• Task description
Establish how many lines of the material below contain the string "segment". Return that number by itself.

── Dataset excerpts

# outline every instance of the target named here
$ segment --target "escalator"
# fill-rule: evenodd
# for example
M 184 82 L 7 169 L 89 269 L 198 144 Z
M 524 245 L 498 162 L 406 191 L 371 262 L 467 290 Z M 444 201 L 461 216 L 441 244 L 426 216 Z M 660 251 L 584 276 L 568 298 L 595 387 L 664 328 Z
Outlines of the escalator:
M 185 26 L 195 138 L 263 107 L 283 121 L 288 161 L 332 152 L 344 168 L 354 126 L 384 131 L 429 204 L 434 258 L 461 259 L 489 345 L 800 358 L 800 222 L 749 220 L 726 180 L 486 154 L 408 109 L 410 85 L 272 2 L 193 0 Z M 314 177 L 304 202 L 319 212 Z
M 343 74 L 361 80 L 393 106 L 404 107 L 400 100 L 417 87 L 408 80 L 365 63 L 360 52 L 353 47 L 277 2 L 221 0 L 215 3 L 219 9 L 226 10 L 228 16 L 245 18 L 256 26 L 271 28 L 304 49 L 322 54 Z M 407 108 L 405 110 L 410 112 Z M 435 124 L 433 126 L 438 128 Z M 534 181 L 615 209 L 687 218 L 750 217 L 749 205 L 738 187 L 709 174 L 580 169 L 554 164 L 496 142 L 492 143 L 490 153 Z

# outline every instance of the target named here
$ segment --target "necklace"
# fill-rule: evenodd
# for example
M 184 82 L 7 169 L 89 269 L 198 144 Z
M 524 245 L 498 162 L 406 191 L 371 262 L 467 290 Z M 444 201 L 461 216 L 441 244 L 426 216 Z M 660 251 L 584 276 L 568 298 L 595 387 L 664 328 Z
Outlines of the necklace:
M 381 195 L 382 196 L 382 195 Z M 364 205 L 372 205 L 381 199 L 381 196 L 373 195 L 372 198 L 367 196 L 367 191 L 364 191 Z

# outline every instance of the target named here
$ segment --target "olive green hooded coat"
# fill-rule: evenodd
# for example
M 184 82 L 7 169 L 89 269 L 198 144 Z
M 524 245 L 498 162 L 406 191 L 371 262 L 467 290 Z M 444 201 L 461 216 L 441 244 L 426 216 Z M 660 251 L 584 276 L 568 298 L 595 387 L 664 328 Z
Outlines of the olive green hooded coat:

────

• Answer box
3